>> BEGIN Document extract
And so long as they are aligned with the regime, a lot of Russian resources are still going to be targeted at opposition groups that ultimately are going to end up being part of an inclusive government that we support or other members of the coalition support and are fighting the regime and fighting ISIL at the same time. So I don't think we should be under any illusions that somehow Russia starts hitting only ISIL targets. That's not happening now. It was never happening. It's not going to be happening in the next several weeks.
What can happen is if the political process that John Kerry has so meticulously stitched together—in concert with Foreign Minister Lavrov of Russia—if that works in Vienna, then it's possible, given the existing accord that the parties have already agreed to, that we start seeing at least pockets of cease-fires in and around Syria. That may mean then that certain opposition groups no longer find themselves subject to either Syrian or Russian bombing; they are then in a conversation about politics. And slowly, we then are able to get everybody's attention diverted to where it needs to be, and that is going after ISIL in a systematic way.
With respect to climate and what's taking place here, I don't want to get ahead of ourselves. We still need a Paris agreement. And so my main focus is making sure that the United States is a leader in bringing a successful agreement home here in Paris. And there are a number of components to it. So I just want to repeat so that everybody understands what we will consider success several weeks from now.
Number one, that it is an ambitious target that seeks a low-carbon global economy over the course of this century. That means that countries have put forward specific targets, and although those are self-generating, there is a mechanism in which they are presenting to the world confirmation that they are working on those targets, meeting on those targets. So there's a single transparency mechanism that all countries are adhering to and that those are legally binding; that there's periodic reviews so that as the science changes and as technology changes, 5 years from now, 10 years from now, 15 years from now, in each successive cycle, countries can update the pledges that they make; and that we've got a climate fund that helps developing countries to not only adapt and mitigate, but also leapfrog over dirty power generation in favor of clean energy.
>> END Document extract
>> BEGIN Data shown
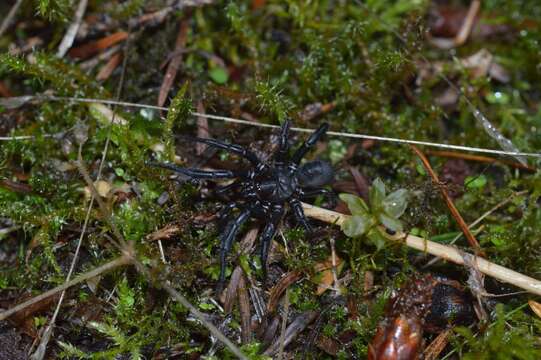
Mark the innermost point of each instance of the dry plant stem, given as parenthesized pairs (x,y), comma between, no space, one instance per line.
(449,253)
(479,158)
(481,218)
(454,211)
(284,326)
(42,97)
(126,249)
(121,261)
(67,40)
(174,64)
(466,27)
(9,18)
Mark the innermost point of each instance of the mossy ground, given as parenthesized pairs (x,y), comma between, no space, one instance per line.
(265,63)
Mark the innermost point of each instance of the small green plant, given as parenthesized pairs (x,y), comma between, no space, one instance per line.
(384,209)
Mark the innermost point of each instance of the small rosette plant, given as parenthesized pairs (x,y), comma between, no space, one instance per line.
(384,209)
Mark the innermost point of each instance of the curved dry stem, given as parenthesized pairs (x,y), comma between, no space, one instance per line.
(446,252)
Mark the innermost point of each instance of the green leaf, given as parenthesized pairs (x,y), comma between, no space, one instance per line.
(219,75)
(377,194)
(355,226)
(390,223)
(356,205)
(376,238)
(395,203)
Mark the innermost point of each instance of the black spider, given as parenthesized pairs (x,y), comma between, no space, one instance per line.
(265,188)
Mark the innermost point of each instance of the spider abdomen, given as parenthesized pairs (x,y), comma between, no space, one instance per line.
(277,187)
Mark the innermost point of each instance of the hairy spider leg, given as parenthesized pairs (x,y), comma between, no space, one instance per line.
(281,154)
(233,148)
(268,234)
(299,214)
(309,143)
(224,212)
(308,194)
(226,241)
(222,190)
(200,174)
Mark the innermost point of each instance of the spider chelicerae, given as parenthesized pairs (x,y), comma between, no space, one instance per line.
(263,190)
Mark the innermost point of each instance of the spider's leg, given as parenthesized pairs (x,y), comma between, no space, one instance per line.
(222,190)
(226,241)
(311,141)
(199,174)
(299,214)
(224,212)
(268,234)
(283,148)
(233,148)
(308,194)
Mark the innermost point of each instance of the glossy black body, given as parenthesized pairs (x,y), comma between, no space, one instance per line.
(266,188)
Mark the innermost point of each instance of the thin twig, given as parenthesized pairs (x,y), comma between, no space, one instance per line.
(490,129)
(67,40)
(123,260)
(479,219)
(39,354)
(9,18)
(479,158)
(449,253)
(450,204)
(284,326)
(124,247)
(42,97)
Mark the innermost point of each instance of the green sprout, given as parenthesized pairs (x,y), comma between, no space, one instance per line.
(384,209)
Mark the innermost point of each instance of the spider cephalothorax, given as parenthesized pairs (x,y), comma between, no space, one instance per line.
(265,188)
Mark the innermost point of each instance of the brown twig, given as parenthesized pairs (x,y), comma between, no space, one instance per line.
(449,253)
(284,326)
(10,16)
(479,158)
(202,129)
(278,289)
(68,39)
(123,260)
(95,47)
(450,204)
(244,310)
(127,250)
(109,67)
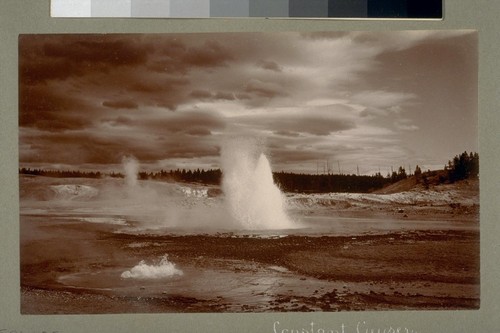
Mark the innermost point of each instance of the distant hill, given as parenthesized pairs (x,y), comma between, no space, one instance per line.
(426,180)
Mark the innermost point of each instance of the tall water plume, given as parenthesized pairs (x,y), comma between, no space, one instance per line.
(250,193)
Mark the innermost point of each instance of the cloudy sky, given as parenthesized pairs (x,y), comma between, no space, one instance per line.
(355,99)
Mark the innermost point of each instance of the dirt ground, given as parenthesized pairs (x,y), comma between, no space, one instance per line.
(421,253)
(406,270)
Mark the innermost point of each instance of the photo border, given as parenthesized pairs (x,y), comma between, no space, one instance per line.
(33,16)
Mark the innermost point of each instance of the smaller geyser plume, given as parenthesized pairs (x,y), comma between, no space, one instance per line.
(250,193)
(131,168)
(164,269)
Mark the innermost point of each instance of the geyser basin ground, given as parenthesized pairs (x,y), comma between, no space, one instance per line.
(361,256)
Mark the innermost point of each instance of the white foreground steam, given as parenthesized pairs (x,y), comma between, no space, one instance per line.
(164,269)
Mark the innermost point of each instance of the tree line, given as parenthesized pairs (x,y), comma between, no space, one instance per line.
(461,167)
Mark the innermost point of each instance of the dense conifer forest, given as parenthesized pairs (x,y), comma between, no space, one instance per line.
(463,166)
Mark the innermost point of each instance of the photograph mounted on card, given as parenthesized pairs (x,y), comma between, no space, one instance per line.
(249,172)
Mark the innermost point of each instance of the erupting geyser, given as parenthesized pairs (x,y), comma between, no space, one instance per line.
(251,195)
(131,168)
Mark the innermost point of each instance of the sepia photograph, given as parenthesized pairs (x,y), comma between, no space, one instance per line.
(249,172)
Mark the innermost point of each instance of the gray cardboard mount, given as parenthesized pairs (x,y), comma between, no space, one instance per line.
(33,16)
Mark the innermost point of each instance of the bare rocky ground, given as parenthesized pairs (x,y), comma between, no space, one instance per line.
(70,267)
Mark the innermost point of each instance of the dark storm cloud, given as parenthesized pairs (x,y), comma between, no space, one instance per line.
(120,104)
(176,57)
(287,133)
(264,89)
(43,108)
(224,96)
(163,84)
(201,94)
(269,65)
(184,122)
(47,57)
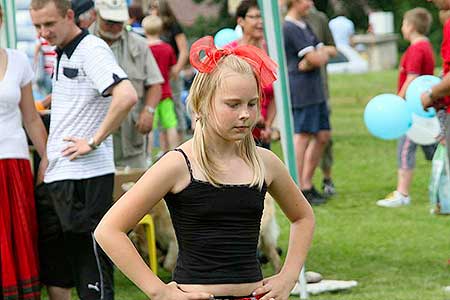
>> END Data shown
■ **What is expected**:
From the remarks on Syria and the Paris climate talks above, reproduce the passage that begins with "And so long" and ends after "next several weeks.".

■ **Exercise output**:
And so long as they are aligned with the regime, a lot of Russian resources are still going to be targeted at opposition groups that ultimately are going to end up being part of an inclusive government that we support or other members of the coalition support and are fighting the regime and fighting ISIL at the same time. So I don't think we should be under any illusions that somehow Russia starts hitting only ISIL targets. That's not happening now. It was never happening. It's not going to be happening in the next several weeks.